**EXERCISE GOAL:**
Please give the rows again, starting with the line that contains "Can you find the sailboat" and going on through the end of the rows, swapping "Tag" for "Mark" and changing nothing else. Leave the pictures out of your answer.

**RECORDS FOR THE TASK:**
* * * * * * *

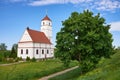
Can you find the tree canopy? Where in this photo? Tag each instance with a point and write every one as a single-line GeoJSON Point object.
{"type": "Point", "coordinates": [84, 37]}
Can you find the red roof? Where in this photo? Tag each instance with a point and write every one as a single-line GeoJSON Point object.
{"type": "Point", "coordinates": [38, 36]}
{"type": "Point", "coordinates": [46, 18]}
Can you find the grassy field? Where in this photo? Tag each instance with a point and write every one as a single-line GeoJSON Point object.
{"type": "Point", "coordinates": [31, 70]}
{"type": "Point", "coordinates": [107, 69]}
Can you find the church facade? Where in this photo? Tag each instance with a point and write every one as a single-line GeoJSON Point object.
{"type": "Point", "coordinates": [37, 44]}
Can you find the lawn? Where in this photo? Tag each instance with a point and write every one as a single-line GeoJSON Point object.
{"type": "Point", "coordinates": [32, 70]}
{"type": "Point", "coordinates": [107, 69]}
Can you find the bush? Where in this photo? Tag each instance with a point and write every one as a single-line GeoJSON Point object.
{"type": "Point", "coordinates": [28, 58]}
{"type": "Point", "coordinates": [33, 59]}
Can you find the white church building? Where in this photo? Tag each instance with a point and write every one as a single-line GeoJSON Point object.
{"type": "Point", "coordinates": [37, 44]}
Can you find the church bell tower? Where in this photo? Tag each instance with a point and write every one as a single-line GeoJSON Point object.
{"type": "Point", "coordinates": [46, 27]}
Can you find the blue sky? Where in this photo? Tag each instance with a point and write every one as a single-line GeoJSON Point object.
{"type": "Point", "coordinates": [16, 15]}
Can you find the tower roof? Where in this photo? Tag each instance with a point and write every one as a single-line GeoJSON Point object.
{"type": "Point", "coordinates": [46, 18]}
{"type": "Point", "coordinates": [38, 37]}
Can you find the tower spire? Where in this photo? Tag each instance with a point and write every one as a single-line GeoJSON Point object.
{"type": "Point", "coordinates": [46, 11]}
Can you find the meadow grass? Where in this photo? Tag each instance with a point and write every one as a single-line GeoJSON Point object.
{"type": "Point", "coordinates": [107, 69]}
{"type": "Point", "coordinates": [32, 70]}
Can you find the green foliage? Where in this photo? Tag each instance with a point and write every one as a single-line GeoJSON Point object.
{"type": "Point", "coordinates": [28, 58]}
{"type": "Point", "coordinates": [4, 55]}
{"type": "Point", "coordinates": [107, 69]}
{"type": "Point", "coordinates": [84, 37]}
{"type": "Point", "coordinates": [14, 51]}
{"type": "Point", "coordinates": [68, 75]}
{"type": "Point", "coordinates": [32, 70]}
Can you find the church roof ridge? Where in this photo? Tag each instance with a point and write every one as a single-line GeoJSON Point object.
{"type": "Point", "coordinates": [46, 18]}
{"type": "Point", "coordinates": [38, 36]}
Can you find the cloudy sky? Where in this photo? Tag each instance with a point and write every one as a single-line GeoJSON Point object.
{"type": "Point", "coordinates": [16, 15]}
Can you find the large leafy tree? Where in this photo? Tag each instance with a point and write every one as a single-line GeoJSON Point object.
{"type": "Point", "coordinates": [14, 51]}
{"type": "Point", "coordinates": [84, 37]}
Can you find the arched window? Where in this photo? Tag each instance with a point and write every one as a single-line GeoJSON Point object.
{"type": "Point", "coordinates": [21, 51]}
{"type": "Point", "coordinates": [43, 23]}
{"type": "Point", "coordinates": [42, 51]}
{"type": "Point", "coordinates": [47, 51]}
{"type": "Point", "coordinates": [26, 51]}
{"type": "Point", "coordinates": [37, 51]}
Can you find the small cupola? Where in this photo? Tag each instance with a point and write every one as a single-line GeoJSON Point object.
{"type": "Point", "coordinates": [46, 18]}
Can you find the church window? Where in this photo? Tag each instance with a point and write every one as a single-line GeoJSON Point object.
{"type": "Point", "coordinates": [26, 51]}
{"type": "Point", "coordinates": [43, 23]}
{"type": "Point", "coordinates": [37, 51]}
{"type": "Point", "coordinates": [21, 51]}
{"type": "Point", "coordinates": [42, 51]}
{"type": "Point", "coordinates": [47, 51]}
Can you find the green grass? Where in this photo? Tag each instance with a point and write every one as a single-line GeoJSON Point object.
{"type": "Point", "coordinates": [67, 76]}
{"type": "Point", "coordinates": [107, 69]}
{"type": "Point", "coordinates": [31, 70]}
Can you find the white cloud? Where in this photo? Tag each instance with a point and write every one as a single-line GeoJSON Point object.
{"type": "Point", "coordinates": [14, 1]}
{"type": "Point", "coordinates": [115, 26]}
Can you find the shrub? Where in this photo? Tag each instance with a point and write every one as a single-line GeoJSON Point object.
{"type": "Point", "coordinates": [33, 59]}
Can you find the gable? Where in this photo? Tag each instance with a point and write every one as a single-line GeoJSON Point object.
{"type": "Point", "coordinates": [38, 37]}
{"type": "Point", "coordinates": [26, 37]}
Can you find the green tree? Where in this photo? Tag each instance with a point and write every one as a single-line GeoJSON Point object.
{"type": "Point", "coordinates": [3, 46]}
{"type": "Point", "coordinates": [14, 51]}
{"type": "Point", "coordinates": [84, 37]}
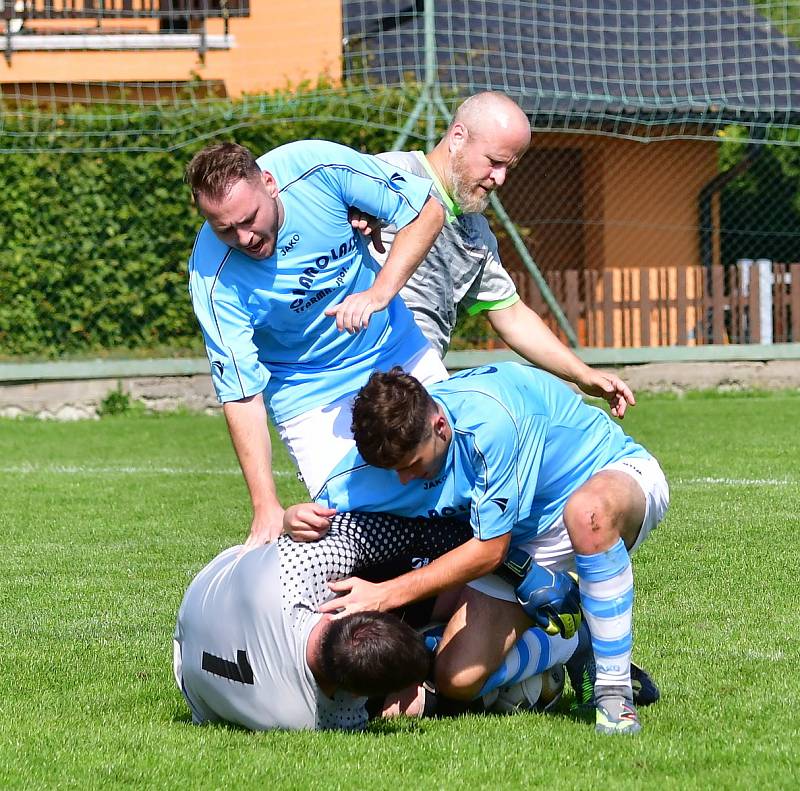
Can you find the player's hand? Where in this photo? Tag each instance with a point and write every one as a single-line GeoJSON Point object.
{"type": "Point", "coordinates": [358, 596]}
{"type": "Point", "coordinates": [367, 225]}
{"type": "Point", "coordinates": [307, 521]}
{"type": "Point", "coordinates": [353, 312]}
{"type": "Point", "coordinates": [610, 387]}
{"type": "Point", "coordinates": [264, 528]}
{"type": "Point", "coordinates": [409, 701]}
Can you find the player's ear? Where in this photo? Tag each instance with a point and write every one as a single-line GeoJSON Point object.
{"type": "Point", "coordinates": [458, 136]}
{"type": "Point", "coordinates": [269, 182]}
{"type": "Point", "coordinates": [440, 426]}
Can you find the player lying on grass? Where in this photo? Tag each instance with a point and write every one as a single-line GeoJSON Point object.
{"type": "Point", "coordinates": [534, 468]}
{"type": "Point", "coordinates": [252, 648]}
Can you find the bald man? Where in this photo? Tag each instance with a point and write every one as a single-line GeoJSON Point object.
{"type": "Point", "coordinates": [488, 136]}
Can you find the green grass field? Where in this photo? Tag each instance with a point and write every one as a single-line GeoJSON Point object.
{"type": "Point", "coordinates": [104, 524]}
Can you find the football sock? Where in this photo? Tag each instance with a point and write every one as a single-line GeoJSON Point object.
{"type": "Point", "coordinates": [533, 653]}
{"type": "Point", "coordinates": [606, 584]}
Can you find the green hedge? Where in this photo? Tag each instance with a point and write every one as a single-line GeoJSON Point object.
{"type": "Point", "coordinates": [94, 246]}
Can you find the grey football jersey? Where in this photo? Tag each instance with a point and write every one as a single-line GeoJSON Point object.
{"type": "Point", "coordinates": [243, 625]}
{"type": "Point", "coordinates": [463, 266]}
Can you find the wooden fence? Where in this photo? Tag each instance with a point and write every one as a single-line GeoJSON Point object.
{"type": "Point", "coordinates": [749, 302]}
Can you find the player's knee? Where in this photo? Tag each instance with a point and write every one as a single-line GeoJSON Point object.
{"type": "Point", "coordinates": [459, 683]}
{"type": "Point", "coordinates": [592, 521]}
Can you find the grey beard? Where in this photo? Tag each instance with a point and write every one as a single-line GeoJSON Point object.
{"type": "Point", "coordinates": [467, 202]}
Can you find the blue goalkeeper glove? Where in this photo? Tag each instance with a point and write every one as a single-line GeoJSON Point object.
{"type": "Point", "coordinates": [550, 598]}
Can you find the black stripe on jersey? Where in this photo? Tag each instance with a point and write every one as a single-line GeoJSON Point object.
{"type": "Point", "coordinates": [352, 170]}
{"type": "Point", "coordinates": [339, 475]}
{"type": "Point", "coordinates": [239, 670]}
{"type": "Point", "coordinates": [483, 458]}
{"type": "Point", "coordinates": [216, 320]}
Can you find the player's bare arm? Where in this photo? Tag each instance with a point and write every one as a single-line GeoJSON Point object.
{"type": "Point", "coordinates": [524, 331]}
{"type": "Point", "coordinates": [247, 424]}
{"type": "Point", "coordinates": [467, 562]}
{"type": "Point", "coordinates": [411, 245]}
{"type": "Point", "coordinates": [307, 521]}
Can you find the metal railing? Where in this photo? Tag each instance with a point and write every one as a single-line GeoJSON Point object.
{"type": "Point", "coordinates": [174, 17]}
{"type": "Point", "coordinates": [122, 9]}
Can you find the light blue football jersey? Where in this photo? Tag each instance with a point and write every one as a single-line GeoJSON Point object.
{"type": "Point", "coordinates": [522, 443]}
{"type": "Point", "coordinates": [263, 321]}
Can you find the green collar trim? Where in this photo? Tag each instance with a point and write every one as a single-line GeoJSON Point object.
{"type": "Point", "coordinates": [453, 209]}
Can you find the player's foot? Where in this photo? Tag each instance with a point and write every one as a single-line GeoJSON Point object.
{"type": "Point", "coordinates": [616, 714]}
{"type": "Point", "coordinates": [645, 691]}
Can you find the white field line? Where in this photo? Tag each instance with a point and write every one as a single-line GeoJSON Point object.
{"type": "Point", "coordinates": [734, 482]}
{"type": "Point", "coordinates": [69, 469]}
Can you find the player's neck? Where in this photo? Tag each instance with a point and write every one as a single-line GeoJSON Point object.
{"type": "Point", "coordinates": [438, 160]}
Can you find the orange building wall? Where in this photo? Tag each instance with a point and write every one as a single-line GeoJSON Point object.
{"type": "Point", "coordinates": [639, 200]}
{"type": "Point", "coordinates": [650, 206]}
{"type": "Point", "coordinates": [278, 45]}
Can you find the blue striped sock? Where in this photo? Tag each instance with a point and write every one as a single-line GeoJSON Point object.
{"type": "Point", "coordinates": [533, 653]}
{"type": "Point", "coordinates": [606, 583]}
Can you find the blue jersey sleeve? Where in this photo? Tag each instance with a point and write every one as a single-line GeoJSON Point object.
{"type": "Point", "coordinates": [497, 491]}
{"type": "Point", "coordinates": [227, 328]}
{"type": "Point", "coordinates": [391, 194]}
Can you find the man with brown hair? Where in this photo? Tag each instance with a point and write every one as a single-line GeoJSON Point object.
{"type": "Point", "coordinates": [294, 312]}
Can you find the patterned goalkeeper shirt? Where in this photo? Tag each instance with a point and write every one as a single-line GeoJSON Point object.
{"type": "Point", "coordinates": [245, 620]}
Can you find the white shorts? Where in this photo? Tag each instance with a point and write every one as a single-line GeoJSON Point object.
{"type": "Point", "coordinates": [553, 549]}
{"type": "Point", "coordinates": [319, 439]}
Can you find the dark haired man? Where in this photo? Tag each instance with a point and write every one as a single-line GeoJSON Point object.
{"type": "Point", "coordinates": [294, 311]}
{"type": "Point", "coordinates": [533, 467]}
{"type": "Point", "coordinates": [251, 647]}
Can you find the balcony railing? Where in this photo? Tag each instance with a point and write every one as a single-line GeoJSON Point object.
{"type": "Point", "coordinates": [29, 24]}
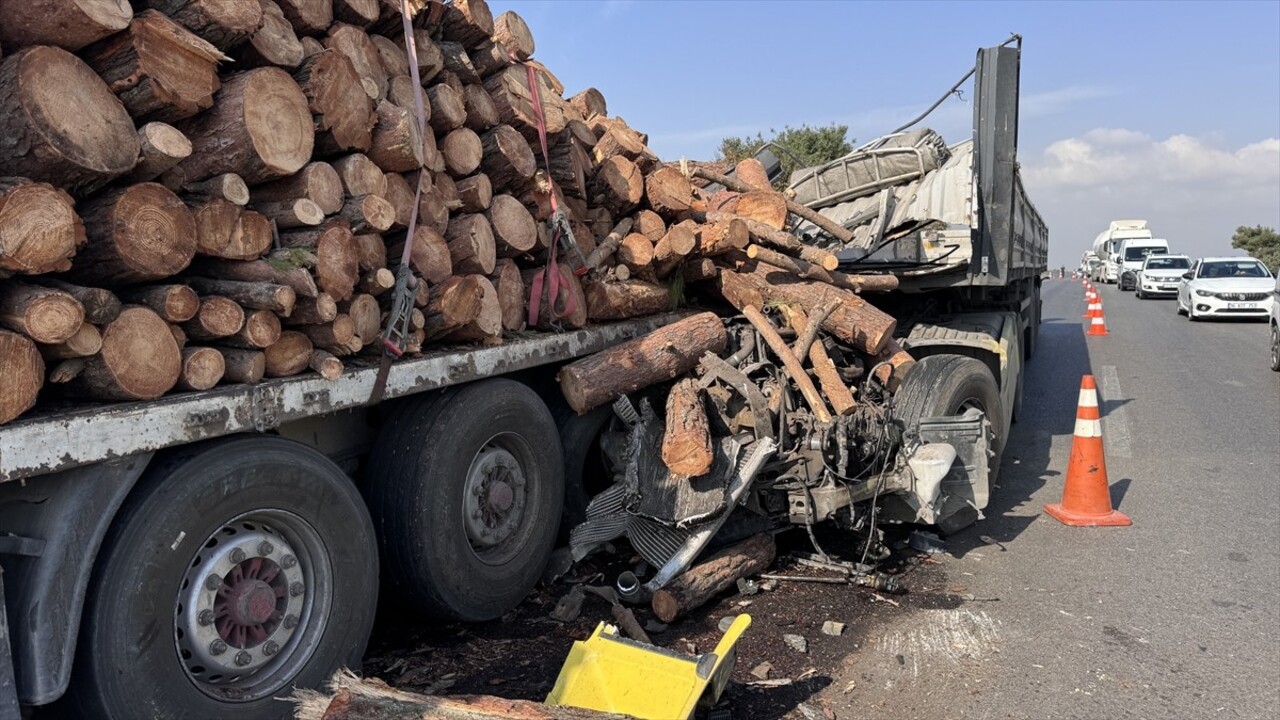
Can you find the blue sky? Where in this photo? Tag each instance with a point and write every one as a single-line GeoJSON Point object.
{"type": "Point", "coordinates": [1161, 110]}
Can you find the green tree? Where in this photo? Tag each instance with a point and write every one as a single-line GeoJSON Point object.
{"type": "Point", "coordinates": [803, 147]}
{"type": "Point", "coordinates": [1261, 242]}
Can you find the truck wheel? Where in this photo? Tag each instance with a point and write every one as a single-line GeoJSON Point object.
{"type": "Point", "coordinates": [234, 572]}
{"type": "Point", "coordinates": [466, 492]}
{"type": "Point", "coordinates": [950, 384]}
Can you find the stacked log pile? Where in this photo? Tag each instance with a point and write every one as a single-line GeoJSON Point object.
{"type": "Point", "coordinates": [241, 174]}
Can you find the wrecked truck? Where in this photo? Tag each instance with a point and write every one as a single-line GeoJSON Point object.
{"type": "Point", "coordinates": [123, 522]}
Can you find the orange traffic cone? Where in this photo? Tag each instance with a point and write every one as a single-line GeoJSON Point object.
{"type": "Point", "coordinates": [1087, 496]}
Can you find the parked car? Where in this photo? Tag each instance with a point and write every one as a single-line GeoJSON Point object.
{"type": "Point", "coordinates": [1160, 274]}
{"type": "Point", "coordinates": [1226, 287]}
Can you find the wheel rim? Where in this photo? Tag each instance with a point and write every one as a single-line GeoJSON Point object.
{"type": "Point", "coordinates": [252, 605]}
{"type": "Point", "coordinates": [496, 501]}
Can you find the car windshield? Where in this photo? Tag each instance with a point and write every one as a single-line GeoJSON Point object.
{"type": "Point", "coordinates": [1139, 253]}
{"type": "Point", "coordinates": [1234, 269]}
{"type": "Point", "coordinates": [1168, 263]}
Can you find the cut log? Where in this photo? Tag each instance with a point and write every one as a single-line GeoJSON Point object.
{"type": "Point", "coordinates": [722, 236]}
{"type": "Point", "coordinates": [589, 103]}
{"type": "Point", "coordinates": [173, 302]}
{"type": "Point", "coordinates": [288, 214]}
{"type": "Point", "coordinates": [163, 147]}
{"type": "Point", "coordinates": [475, 192]}
{"type": "Point", "coordinates": [337, 261]}
{"type": "Point", "coordinates": [259, 128]}
{"type": "Point", "coordinates": [288, 355]}
{"type": "Point", "coordinates": [39, 228]}
{"type": "Point", "coordinates": [352, 42]}
{"type": "Point", "coordinates": [342, 112]}
{"type": "Point", "coordinates": [368, 213]}
{"type": "Point", "coordinates": [507, 158]}
{"type": "Point", "coordinates": [307, 17]}
{"type": "Point", "coordinates": [201, 368]}
{"type": "Point", "coordinates": [85, 342]}
{"type": "Point", "coordinates": [462, 151]}
{"type": "Point", "coordinates": [223, 23]}
{"type": "Point", "coordinates": [218, 317]}
{"type": "Point", "coordinates": [805, 269]}
{"type": "Point", "coordinates": [511, 294]}
{"type": "Point", "coordinates": [515, 104]}
{"type": "Point", "coordinates": [100, 305]}
{"type": "Point", "coordinates": [452, 304]}
{"type": "Point", "coordinates": [278, 299]}
{"type": "Point", "coordinates": [137, 233]}
{"type": "Point", "coordinates": [471, 245]}
{"type": "Point", "coordinates": [23, 372]}
{"type": "Point", "coordinates": [277, 270]}
{"type": "Point", "coordinates": [324, 363]}
{"type": "Point", "coordinates": [713, 575]}
{"type": "Point", "coordinates": [488, 323]}
{"type": "Point", "coordinates": [513, 227]}
{"type": "Point", "coordinates": [763, 205]}
{"type": "Point", "coordinates": [59, 122]}
{"type": "Point", "coordinates": [158, 68]}
{"type": "Point", "coordinates": [617, 185]}
{"type": "Point", "coordinates": [314, 310]}
{"type": "Point", "coordinates": [625, 299]}
{"type": "Point", "coordinates": [42, 314]}
{"type": "Point", "coordinates": [658, 356]}
{"type": "Point", "coordinates": [227, 186]}
{"type": "Point", "coordinates": [686, 442]}
{"type": "Point", "coordinates": [243, 365]}
{"type": "Point", "coordinates": [854, 320]}
{"type": "Point", "coordinates": [481, 113]}
{"type": "Point", "coordinates": [397, 145]}
{"type": "Point", "coordinates": [274, 44]}
{"type": "Point", "coordinates": [360, 176]}
{"type": "Point", "coordinates": [429, 256]}
{"type": "Point", "coordinates": [140, 359]}
{"type": "Point", "coordinates": [469, 22]}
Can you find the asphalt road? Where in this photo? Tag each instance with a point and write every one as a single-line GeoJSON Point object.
{"type": "Point", "coordinates": [1175, 616]}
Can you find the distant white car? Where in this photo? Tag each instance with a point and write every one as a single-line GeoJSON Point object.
{"type": "Point", "coordinates": [1160, 274]}
{"type": "Point", "coordinates": [1226, 287]}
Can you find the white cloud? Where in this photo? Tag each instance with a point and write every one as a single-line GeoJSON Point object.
{"type": "Point", "coordinates": [1192, 191]}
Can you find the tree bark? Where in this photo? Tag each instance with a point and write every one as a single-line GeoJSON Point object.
{"type": "Point", "coordinates": [140, 359]}
{"type": "Point", "coordinates": [173, 302]}
{"type": "Point", "coordinates": [201, 368]}
{"type": "Point", "coordinates": [137, 233]}
{"type": "Point", "coordinates": [471, 245]}
{"type": "Point", "coordinates": [60, 123]}
{"type": "Point", "coordinates": [23, 372]}
{"type": "Point", "coordinates": [274, 44]}
{"type": "Point", "coordinates": [713, 575]}
{"type": "Point", "coordinates": [39, 228]}
{"type": "Point", "coordinates": [288, 355]}
{"type": "Point", "coordinates": [159, 69]}
{"type": "Point", "coordinates": [243, 365]}
{"type": "Point", "coordinates": [259, 128]}
{"type": "Point", "coordinates": [658, 356]}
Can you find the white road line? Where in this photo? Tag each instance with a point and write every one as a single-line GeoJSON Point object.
{"type": "Point", "coordinates": [1115, 422]}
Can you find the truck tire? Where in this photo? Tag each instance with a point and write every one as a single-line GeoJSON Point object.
{"type": "Point", "coordinates": [949, 384]}
{"type": "Point", "coordinates": [466, 491]}
{"type": "Point", "coordinates": [234, 572]}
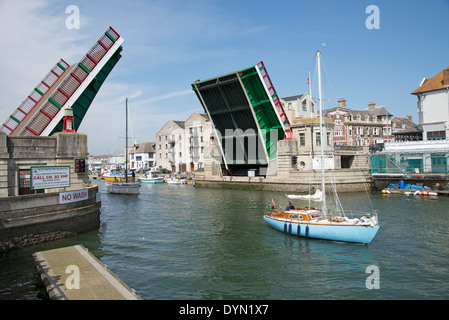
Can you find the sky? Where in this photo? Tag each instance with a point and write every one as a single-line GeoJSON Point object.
{"type": "Point", "coordinates": [169, 44]}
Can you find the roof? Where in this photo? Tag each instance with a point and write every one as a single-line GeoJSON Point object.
{"type": "Point", "coordinates": [440, 81]}
{"type": "Point", "coordinates": [180, 124]}
{"type": "Point", "coordinates": [144, 147]}
{"type": "Point", "coordinates": [292, 98]}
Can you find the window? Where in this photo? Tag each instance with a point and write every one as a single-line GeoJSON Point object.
{"type": "Point", "coordinates": [338, 122]}
{"type": "Point", "coordinates": [302, 139]}
{"type": "Point", "coordinates": [338, 133]}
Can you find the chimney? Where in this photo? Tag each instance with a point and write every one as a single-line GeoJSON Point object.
{"type": "Point", "coordinates": [342, 103]}
{"type": "Point", "coordinates": [446, 77]}
{"type": "Point", "coordinates": [371, 107]}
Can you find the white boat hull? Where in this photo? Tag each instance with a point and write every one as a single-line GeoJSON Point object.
{"type": "Point", "coordinates": [175, 181]}
{"type": "Point", "coordinates": [124, 188]}
{"type": "Point", "coordinates": [335, 232]}
{"type": "Point", "coordinates": [151, 180]}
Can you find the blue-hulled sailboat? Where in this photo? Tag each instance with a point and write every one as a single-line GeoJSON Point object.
{"type": "Point", "coordinates": [322, 223]}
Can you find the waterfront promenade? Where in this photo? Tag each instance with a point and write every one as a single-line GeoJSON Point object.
{"type": "Point", "coordinates": [73, 273]}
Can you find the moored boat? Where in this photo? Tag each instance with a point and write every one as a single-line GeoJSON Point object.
{"type": "Point", "coordinates": [124, 187]}
{"type": "Point", "coordinates": [174, 180]}
{"type": "Point", "coordinates": [323, 223]}
{"type": "Point", "coordinates": [153, 177]}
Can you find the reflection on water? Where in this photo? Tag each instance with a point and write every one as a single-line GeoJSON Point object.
{"type": "Point", "coordinates": [181, 242]}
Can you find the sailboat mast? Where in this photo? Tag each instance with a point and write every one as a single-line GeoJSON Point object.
{"type": "Point", "coordinates": [126, 143]}
{"type": "Point", "coordinates": [323, 183]}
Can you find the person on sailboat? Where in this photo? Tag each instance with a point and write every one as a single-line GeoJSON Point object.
{"type": "Point", "coordinates": [290, 206]}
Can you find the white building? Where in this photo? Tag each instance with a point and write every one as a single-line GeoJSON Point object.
{"type": "Point", "coordinates": [299, 106]}
{"type": "Point", "coordinates": [142, 155]}
{"type": "Point", "coordinates": [433, 106]}
{"type": "Point", "coordinates": [180, 144]}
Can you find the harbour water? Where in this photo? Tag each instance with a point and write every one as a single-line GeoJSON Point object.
{"type": "Point", "coordinates": [180, 242]}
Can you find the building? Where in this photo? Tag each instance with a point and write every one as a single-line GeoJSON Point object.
{"type": "Point", "coordinates": [180, 144]}
{"type": "Point", "coordinates": [299, 106]}
{"type": "Point", "coordinates": [142, 155]}
{"type": "Point", "coordinates": [404, 129]}
{"type": "Point", "coordinates": [433, 106]}
{"type": "Point", "coordinates": [366, 127]}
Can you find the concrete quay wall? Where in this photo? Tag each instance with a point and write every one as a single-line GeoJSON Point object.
{"type": "Point", "coordinates": [345, 180]}
{"type": "Point", "coordinates": [31, 219]}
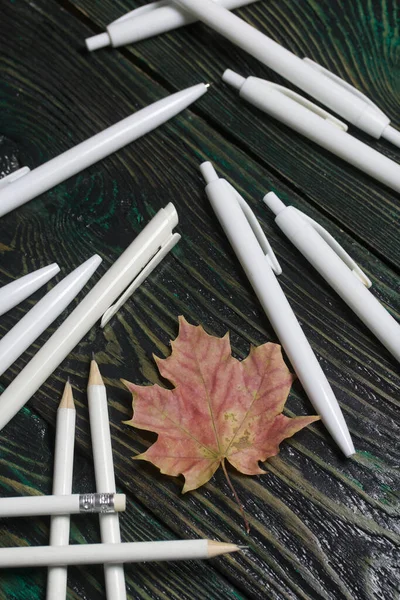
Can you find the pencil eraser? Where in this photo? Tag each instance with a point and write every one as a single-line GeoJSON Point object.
{"type": "Point", "coordinates": [119, 502]}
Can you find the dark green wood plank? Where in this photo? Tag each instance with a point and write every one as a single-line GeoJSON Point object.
{"type": "Point", "coordinates": [312, 507]}
{"type": "Point", "coordinates": [26, 457]}
{"type": "Point", "coordinates": [357, 41]}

* * * * * * *

**FULL ANSWER:**
Can you find the sailboat mast? Where in this photo? Mark each instance with a point and write every one as a single-line GeoJSON Point object.
{"type": "Point", "coordinates": [126, 143]}
{"type": "Point", "coordinates": [323, 183]}
Can you find the person on sailboat? Where in this photo? Mark each instance with a point and write every one as a single-line GeoJSON Point object.
{"type": "Point", "coordinates": [290, 206]}
Can you find the white building? Where in this photo? Mark each instance with a point and write every one as a single-line GeoJSON Point object.
{"type": "Point", "coordinates": [299, 106]}
{"type": "Point", "coordinates": [142, 155]}
{"type": "Point", "coordinates": [433, 106]}
{"type": "Point", "coordinates": [180, 144]}
Can you find the harbour water? Where in this photo? Mark each instance with a point and write every one as a single-line GeoJSON Point object.
{"type": "Point", "coordinates": [180, 242]}
Can you find the building? Where in this photo? Mark each instance with a point and write every one as a single-line GeoJSON Point object.
{"type": "Point", "coordinates": [180, 144]}
{"type": "Point", "coordinates": [299, 106]}
{"type": "Point", "coordinates": [142, 155]}
{"type": "Point", "coordinates": [404, 129]}
{"type": "Point", "coordinates": [433, 106]}
{"type": "Point", "coordinates": [366, 127]}
Can you find the concrete quay wall? Where in this photo? Mark each instance with a point and write every one as a single-line GeoJSON Point object.
{"type": "Point", "coordinates": [345, 180]}
{"type": "Point", "coordinates": [31, 219]}
Can you find the pencil eraser? Where in this photo? Mark each instance with a point and write every one as a single-line GeoJSON Point object.
{"type": "Point", "coordinates": [119, 502]}
Can you find the dark green wood plank? Where in this photo? Mark each instance with a point and write every one as a single-line GeoJSON Point object.
{"type": "Point", "coordinates": [312, 507]}
{"type": "Point", "coordinates": [26, 457]}
{"type": "Point", "coordinates": [357, 41]}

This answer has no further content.